YOUR ASSIGNMENT - Every record below should be printed exactly as it appears.

RECORDS SUPPLIED -
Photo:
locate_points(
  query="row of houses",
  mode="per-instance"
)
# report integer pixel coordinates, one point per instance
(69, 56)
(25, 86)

RESPONSE TO THE TASK -
Photo:
locate_points(
  query="row of houses",
  mode="per-instance"
)
# report integer pixel coordinates, one point per instance
(69, 56)
(25, 86)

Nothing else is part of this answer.